Sift the listing for lines that hold the string "pass" and pull them out.

***** SOURCE RECORDS

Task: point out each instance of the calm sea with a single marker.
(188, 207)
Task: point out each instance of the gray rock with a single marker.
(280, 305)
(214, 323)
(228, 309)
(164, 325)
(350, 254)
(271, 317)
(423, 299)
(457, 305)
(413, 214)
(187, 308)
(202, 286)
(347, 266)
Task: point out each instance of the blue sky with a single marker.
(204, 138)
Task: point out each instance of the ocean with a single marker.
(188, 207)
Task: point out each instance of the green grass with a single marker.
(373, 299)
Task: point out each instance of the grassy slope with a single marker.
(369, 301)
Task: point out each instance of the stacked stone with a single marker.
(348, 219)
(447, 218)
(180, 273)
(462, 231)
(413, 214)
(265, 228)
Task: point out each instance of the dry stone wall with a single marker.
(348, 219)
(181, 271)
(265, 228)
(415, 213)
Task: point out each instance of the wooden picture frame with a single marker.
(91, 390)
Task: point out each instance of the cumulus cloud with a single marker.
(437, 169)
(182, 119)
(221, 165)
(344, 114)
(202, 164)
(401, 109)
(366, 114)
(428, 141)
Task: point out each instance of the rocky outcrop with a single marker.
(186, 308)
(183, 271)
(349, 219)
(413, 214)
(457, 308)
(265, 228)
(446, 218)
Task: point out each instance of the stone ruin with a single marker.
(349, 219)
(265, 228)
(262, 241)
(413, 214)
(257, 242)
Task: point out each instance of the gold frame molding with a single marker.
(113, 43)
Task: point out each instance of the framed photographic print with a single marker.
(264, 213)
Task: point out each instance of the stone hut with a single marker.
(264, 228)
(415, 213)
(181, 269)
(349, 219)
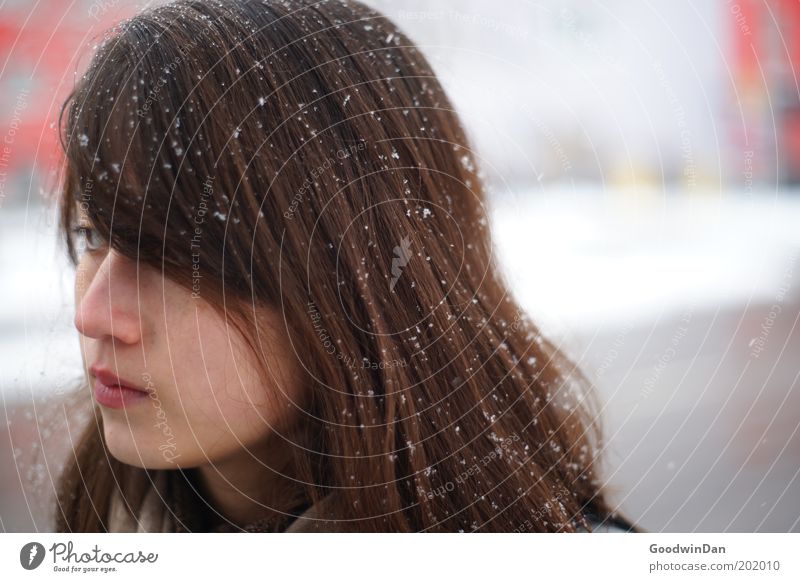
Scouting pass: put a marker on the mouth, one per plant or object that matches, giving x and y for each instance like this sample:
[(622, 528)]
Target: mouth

**********
***** SOURCE RECORDS

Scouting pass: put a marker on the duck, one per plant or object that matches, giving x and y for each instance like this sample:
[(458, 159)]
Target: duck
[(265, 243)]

**********
***** SOURCE RECORDS

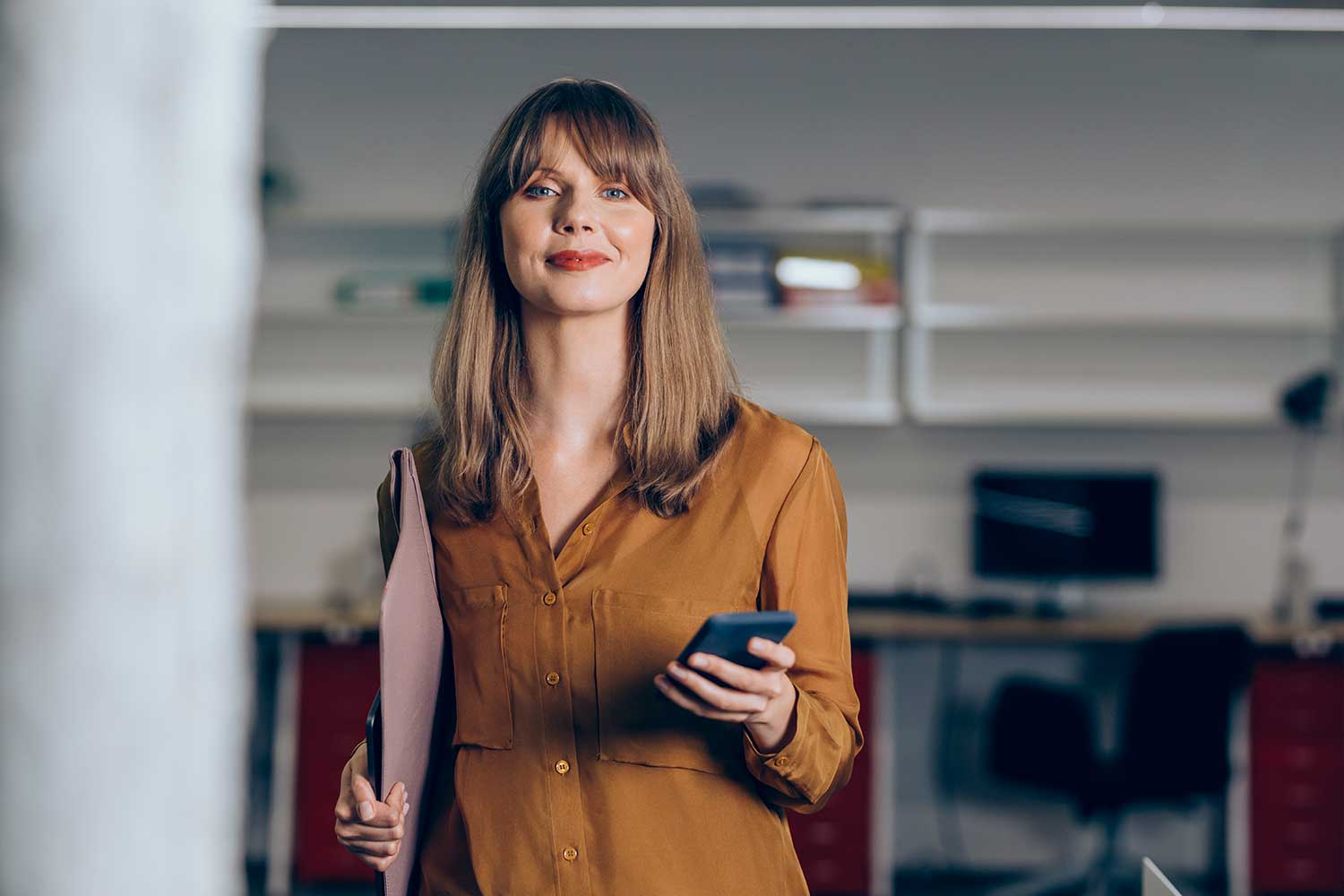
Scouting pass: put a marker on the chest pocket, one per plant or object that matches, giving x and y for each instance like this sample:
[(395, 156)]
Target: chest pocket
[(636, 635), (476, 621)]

**********

§ PROBLEM SOLUTION:
Scouting pass: put a marker on the mouth, one per plant or object that matches, giving x and y for each instance like this sample:
Scouting pass: put a marker on the duck, one per plant or object that matches, giving x and y for each instance like this sample:
Scouting pass: put a marker on the chest pocket, one per plant or object that matches, giving x and y for each instance like this sample:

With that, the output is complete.